▶ Text extract:
>> begin
SPICE Simulation of Non-Linear Resistors: Vishay’s Thermistor and PPTC Modelling Ecosystem

This article walks through the current state of Vishay’s non-linear resistor (NLR) simulation toolkit and explains what it means for engineers who need to go beyond derating margins and bench testing.

For most of SPICE’s 30-plus-year history, passive components — and non-linear resistors in particular — have been the simulation blind spot of circuit design. Vishay Intertechnology has spent more than a decade systematically closing that gap for NTC thermistors, PTC inrush current limiters, voltage-dependent resistors (VDRs), and now polymeric PTC (PPTC) resettable fuses.

Why Non-Linear Resistors Have Been Hard to Simulate

Unlike semiconductor vendors, passive component manufacturers have historically published only static datasheets rather than SPICE models. The underlying assumption has been that engineers would rely on conservative derating rules and safety margins — confirming performance only on physical prototypes. For components whose resistance changes non-linearly with temperature, voltage, or current (such as NTC thermistors, ceramic PTCs, VDRs, and resettable PPTC fuses), this limitation is meaningful: the interactions between thermal mass, tolerance stack-up, self-heating, and ambient conditions are difficult to reason about analytically and time-consuming to sweep manually.

Mike Engelhardt, the original author of LTspice and developer of the newer QSPICE tool, has noted that SPICE simulation is primarily valuable for developing designer intuition rather than verifying final performance — a point equally valid for passive component models. Good models must capture thermal effects and manufacturing tolerances to be genuinely useful, not just reproduce a nominal resistance curve.

The Vishay NLR Simulation Toolkit

Starting in 2014, Vishay has progressively built what it calls its Electronic Simulation Toolkit for Non-Linear Resistors — a freely available collection of models, application circuits, and reference documents. The central reference document (Vishay document 29235) covers the full scope: how to build a Berkeley NTC SPICE model from scratch when a ready-made file is not available, how to use temperature as an external voltage source to drive the thermistor in a dynamic simulation, and how to model the thermal inertia of the surrounding medium with an R-C network.
>> end
▶ Parts of the exercise:
1. According to the article on simulating non-linear resistors, in what year did Vishay begin building its Electronic Simulation Toolkit for Non-Linear Resistors?
2. Summarize the article on simulating non-linear resistors in two sentences.
3. List every type of non-linear resistor that, according to the article on simulating non-linear resistors, Vishay has worked to bring into simulation.

▶ Dataset extract:
>> begin
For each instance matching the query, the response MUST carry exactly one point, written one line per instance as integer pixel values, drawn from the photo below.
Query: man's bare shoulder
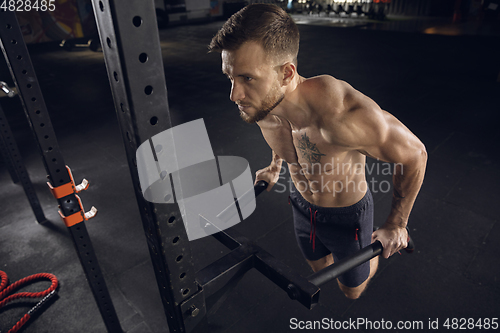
(330, 96)
(342, 110)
>> end
▶ Solutions to each task:
1. 2014

2. Non-linear resistors have long been hard to simulate in SPICE because passive component makers published only static datasheets, leaving engineers to rely on derating margins and prototype testing. Since 2014, Vishay has built a free Electronic Simulation Toolkit for Non-Linear Resistors, with models, application circuits and reference documents, whose central document explains how to build NTC models and simulate thermal behavior.

3.
- NTC thermistors
- PTC inrush current limiters
- Voltage-dependent resistors (VDRs)
- Polymeric PTC (PPTC) resettable fuses